● Direction:
Report every line of the records that contains the string "head", matching case exactly.

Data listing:
start

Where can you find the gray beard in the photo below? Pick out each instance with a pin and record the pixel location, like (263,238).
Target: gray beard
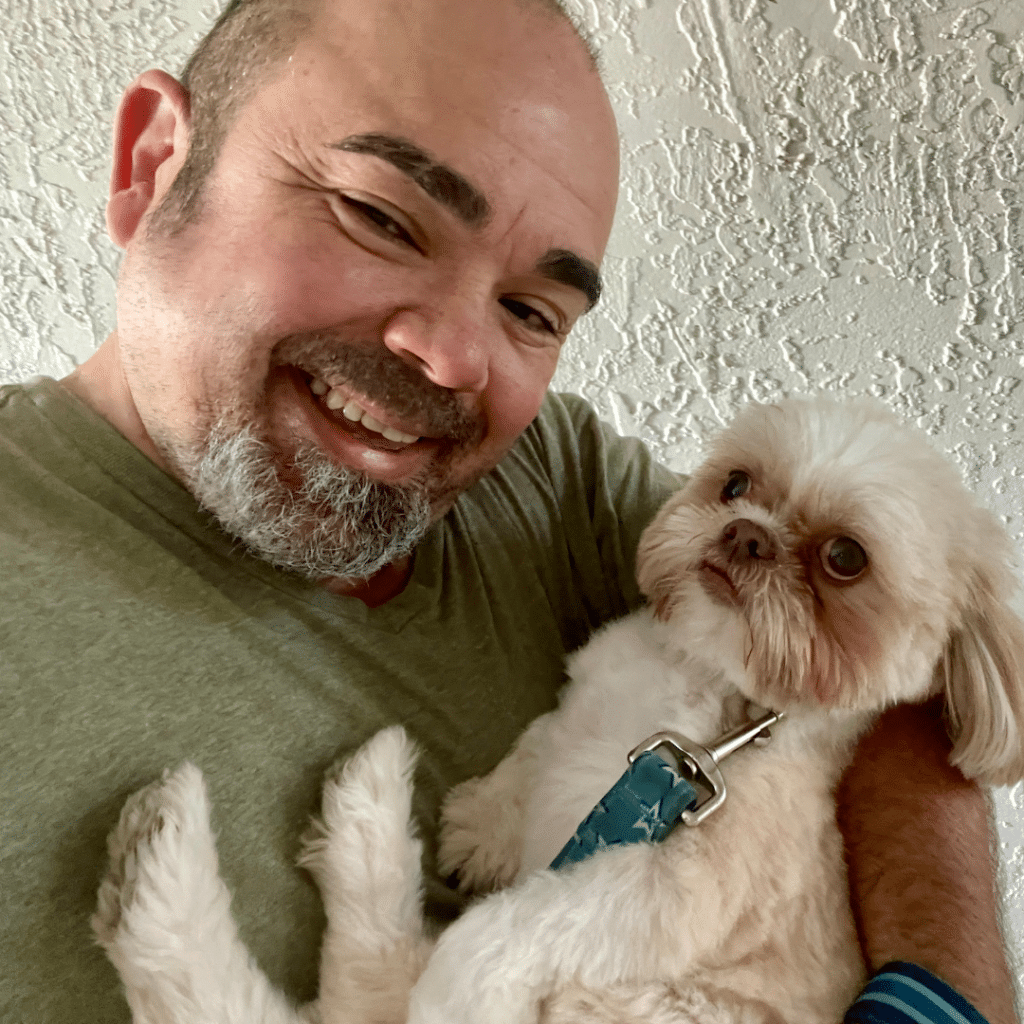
(335,522)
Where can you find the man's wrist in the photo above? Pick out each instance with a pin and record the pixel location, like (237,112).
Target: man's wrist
(905,993)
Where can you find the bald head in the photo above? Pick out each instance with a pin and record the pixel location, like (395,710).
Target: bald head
(244,48)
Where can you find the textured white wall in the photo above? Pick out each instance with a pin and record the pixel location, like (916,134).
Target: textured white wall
(816,194)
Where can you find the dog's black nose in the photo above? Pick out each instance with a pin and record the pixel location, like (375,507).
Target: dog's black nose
(743,540)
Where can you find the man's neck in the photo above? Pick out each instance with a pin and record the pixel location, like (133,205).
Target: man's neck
(380,588)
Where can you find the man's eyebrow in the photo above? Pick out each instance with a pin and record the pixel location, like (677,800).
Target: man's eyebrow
(439,182)
(560,264)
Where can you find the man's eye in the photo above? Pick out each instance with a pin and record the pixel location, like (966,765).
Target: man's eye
(385,223)
(535,320)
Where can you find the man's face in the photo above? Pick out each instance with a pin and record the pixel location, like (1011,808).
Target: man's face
(398,233)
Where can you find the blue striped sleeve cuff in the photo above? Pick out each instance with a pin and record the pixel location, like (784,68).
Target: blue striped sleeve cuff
(905,993)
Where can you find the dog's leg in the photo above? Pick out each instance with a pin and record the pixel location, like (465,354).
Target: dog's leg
(164,915)
(482,818)
(366,859)
(622,916)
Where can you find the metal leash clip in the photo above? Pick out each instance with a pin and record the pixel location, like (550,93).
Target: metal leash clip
(700,764)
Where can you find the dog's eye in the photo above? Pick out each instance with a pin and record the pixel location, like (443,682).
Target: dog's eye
(843,558)
(737,485)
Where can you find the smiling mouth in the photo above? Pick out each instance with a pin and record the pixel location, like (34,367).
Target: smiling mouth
(345,413)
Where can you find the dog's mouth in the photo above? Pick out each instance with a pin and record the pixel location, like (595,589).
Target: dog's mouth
(717,584)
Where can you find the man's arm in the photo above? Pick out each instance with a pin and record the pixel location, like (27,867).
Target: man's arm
(920,853)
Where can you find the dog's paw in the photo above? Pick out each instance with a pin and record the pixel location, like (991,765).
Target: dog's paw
(158,853)
(364,850)
(480,835)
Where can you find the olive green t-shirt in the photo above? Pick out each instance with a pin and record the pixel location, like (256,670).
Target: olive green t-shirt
(134,635)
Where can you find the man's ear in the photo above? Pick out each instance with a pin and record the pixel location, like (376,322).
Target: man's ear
(151,139)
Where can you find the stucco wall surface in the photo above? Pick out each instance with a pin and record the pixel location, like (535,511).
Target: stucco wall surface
(816,195)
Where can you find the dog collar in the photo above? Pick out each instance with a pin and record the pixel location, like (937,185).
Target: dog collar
(653,795)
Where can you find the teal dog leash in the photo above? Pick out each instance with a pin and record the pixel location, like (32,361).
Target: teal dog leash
(653,795)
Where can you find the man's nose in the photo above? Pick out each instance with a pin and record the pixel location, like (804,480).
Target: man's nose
(449,349)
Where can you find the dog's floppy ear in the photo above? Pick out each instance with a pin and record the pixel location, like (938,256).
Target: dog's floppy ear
(982,672)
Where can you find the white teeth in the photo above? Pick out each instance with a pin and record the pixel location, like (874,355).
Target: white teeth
(353,412)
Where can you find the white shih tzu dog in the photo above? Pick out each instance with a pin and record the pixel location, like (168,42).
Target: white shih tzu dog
(823,563)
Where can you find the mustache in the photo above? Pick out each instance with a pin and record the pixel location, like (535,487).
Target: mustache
(385,379)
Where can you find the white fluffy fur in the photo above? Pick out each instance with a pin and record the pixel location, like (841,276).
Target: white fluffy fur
(742,920)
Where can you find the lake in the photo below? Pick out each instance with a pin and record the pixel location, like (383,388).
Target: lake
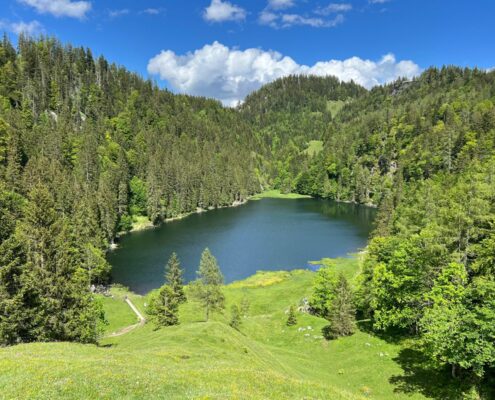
(267,234)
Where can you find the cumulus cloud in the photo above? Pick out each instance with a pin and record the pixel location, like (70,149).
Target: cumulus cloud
(288,20)
(275,15)
(280,20)
(220,11)
(229,74)
(31,28)
(118,13)
(280,4)
(334,8)
(60,8)
(151,11)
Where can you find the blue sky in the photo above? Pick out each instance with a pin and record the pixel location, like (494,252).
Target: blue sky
(225,49)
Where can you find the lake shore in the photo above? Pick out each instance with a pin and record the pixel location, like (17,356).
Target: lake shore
(143,223)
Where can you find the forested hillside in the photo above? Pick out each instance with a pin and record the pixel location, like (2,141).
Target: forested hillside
(85,148)
(289,115)
(423,151)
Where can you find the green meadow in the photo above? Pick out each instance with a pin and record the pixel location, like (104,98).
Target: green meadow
(199,360)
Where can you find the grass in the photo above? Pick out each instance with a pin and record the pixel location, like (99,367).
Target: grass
(276,194)
(210,360)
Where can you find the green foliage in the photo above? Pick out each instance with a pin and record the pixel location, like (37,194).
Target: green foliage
(321,300)
(45,294)
(342,313)
(139,196)
(164,307)
(291,316)
(207,289)
(235,317)
(173,277)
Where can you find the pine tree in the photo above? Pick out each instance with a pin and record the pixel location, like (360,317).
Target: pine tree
(16,313)
(235,317)
(173,277)
(64,308)
(164,307)
(291,318)
(342,313)
(207,289)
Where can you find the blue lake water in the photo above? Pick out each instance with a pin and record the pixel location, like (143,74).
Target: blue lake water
(269,234)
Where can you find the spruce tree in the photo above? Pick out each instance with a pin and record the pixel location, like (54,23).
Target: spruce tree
(164,307)
(291,318)
(58,287)
(173,277)
(207,289)
(342,313)
(235,317)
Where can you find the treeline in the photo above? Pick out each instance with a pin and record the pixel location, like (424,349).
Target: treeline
(289,113)
(423,151)
(91,147)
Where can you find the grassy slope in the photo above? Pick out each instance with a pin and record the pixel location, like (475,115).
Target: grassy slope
(199,360)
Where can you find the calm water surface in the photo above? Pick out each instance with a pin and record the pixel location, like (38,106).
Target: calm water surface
(269,234)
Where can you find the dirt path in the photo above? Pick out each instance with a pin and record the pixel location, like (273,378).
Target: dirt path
(129,328)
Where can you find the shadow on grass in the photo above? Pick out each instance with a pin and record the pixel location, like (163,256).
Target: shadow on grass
(389,336)
(420,375)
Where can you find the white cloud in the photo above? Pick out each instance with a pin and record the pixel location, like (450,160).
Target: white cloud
(288,20)
(31,28)
(60,8)
(118,13)
(230,74)
(334,8)
(220,11)
(274,16)
(152,11)
(277,20)
(280,4)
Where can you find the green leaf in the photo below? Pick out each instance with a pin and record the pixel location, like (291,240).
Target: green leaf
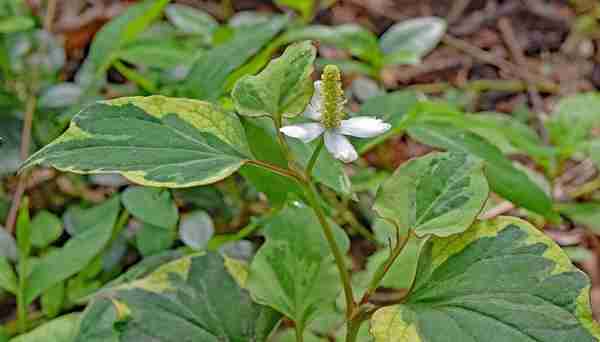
(208,76)
(155,141)
(572,121)
(8,278)
(191,299)
(74,256)
(16,24)
(283,88)
(62,329)
(586,214)
(402,272)
(263,142)
(504,179)
(391,108)
(46,228)
(151,205)
(294,271)
(439,194)
(502,280)
(152,239)
(196,229)
(410,40)
(359,41)
(52,300)
(191,20)
(117,33)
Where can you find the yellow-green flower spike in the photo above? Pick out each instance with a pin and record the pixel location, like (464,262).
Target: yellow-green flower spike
(333,97)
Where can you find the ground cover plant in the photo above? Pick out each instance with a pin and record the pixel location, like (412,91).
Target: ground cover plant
(234,171)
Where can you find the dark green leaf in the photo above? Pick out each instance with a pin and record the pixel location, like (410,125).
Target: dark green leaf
(76,254)
(62,329)
(151,205)
(191,20)
(155,141)
(502,280)
(294,271)
(207,78)
(504,178)
(283,88)
(359,41)
(151,239)
(45,229)
(191,299)
(439,194)
(122,30)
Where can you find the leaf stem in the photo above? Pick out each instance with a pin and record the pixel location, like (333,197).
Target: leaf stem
(311,194)
(385,267)
(313,159)
(278,170)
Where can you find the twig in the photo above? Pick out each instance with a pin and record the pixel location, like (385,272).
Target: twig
(503,64)
(24,153)
(508,34)
(457,10)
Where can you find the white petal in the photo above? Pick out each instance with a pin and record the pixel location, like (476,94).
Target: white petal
(340,147)
(305,132)
(363,127)
(313,110)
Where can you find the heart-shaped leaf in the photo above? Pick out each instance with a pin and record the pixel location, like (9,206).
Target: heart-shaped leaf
(294,271)
(359,41)
(74,256)
(191,299)
(151,205)
(208,76)
(506,180)
(155,140)
(284,87)
(62,329)
(503,281)
(439,194)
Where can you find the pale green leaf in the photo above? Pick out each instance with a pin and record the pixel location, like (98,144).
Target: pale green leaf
(192,20)
(439,194)
(410,40)
(191,299)
(74,256)
(503,281)
(208,76)
(62,329)
(155,141)
(8,278)
(359,41)
(283,88)
(504,179)
(122,30)
(294,271)
(151,205)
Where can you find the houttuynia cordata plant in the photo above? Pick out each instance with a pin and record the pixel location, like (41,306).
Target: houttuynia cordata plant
(476,280)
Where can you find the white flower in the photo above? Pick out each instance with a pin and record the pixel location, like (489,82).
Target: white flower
(335,141)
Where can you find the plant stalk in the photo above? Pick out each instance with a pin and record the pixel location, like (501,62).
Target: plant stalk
(311,194)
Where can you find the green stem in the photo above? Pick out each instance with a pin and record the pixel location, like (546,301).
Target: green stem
(311,194)
(135,77)
(384,268)
(313,159)
(276,169)
(299,333)
(586,188)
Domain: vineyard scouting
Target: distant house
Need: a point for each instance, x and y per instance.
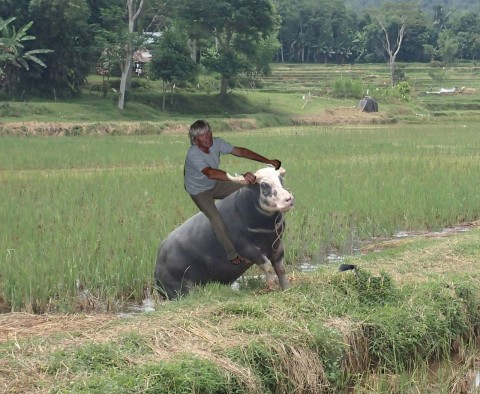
(140, 57)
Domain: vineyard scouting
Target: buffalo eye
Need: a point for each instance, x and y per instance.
(266, 189)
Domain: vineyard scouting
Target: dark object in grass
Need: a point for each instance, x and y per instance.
(347, 267)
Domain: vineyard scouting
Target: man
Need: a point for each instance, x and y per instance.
(205, 182)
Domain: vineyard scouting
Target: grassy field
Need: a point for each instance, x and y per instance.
(90, 212)
(83, 214)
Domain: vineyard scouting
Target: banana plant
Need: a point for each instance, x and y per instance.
(13, 56)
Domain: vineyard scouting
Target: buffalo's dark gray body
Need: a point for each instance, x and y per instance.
(192, 255)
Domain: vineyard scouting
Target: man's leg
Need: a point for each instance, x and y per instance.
(206, 203)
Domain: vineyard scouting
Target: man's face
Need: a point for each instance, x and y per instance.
(204, 141)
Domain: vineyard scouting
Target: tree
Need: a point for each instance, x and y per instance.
(13, 55)
(171, 61)
(62, 26)
(394, 19)
(447, 46)
(134, 7)
(233, 24)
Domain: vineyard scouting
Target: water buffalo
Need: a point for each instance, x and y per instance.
(191, 255)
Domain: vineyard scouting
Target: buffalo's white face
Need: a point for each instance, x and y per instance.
(273, 196)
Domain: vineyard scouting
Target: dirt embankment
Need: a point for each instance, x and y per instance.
(331, 116)
(344, 116)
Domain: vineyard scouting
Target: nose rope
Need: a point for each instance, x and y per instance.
(279, 226)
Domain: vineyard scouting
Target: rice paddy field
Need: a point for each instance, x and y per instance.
(88, 193)
(87, 214)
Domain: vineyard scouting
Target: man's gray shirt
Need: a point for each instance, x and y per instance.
(195, 181)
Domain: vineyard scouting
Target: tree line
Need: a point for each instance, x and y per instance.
(49, 47)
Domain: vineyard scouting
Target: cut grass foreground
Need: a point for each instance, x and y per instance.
(332, 331)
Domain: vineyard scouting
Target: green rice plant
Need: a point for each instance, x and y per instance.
(85, 215)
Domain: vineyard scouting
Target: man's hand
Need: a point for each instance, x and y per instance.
(250, 178)
(276, 163)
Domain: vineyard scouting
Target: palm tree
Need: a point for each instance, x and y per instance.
(13, 56)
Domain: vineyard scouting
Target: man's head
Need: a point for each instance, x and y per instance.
(198, 128)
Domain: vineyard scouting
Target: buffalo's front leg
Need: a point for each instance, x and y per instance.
(269, 272)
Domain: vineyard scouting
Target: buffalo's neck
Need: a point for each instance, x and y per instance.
(257, 219)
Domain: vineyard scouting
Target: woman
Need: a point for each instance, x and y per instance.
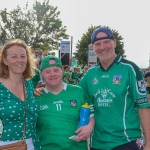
(16, 95)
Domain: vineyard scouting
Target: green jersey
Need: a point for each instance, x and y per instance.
(116, 94)
(58, 119)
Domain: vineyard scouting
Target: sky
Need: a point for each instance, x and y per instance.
(129, 17)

end

● Solution:
Where can you find the bald head in the photo above? Pick out each instance with a pin and record the pixel location, like (395,710).
Target: bald head
Target: man's head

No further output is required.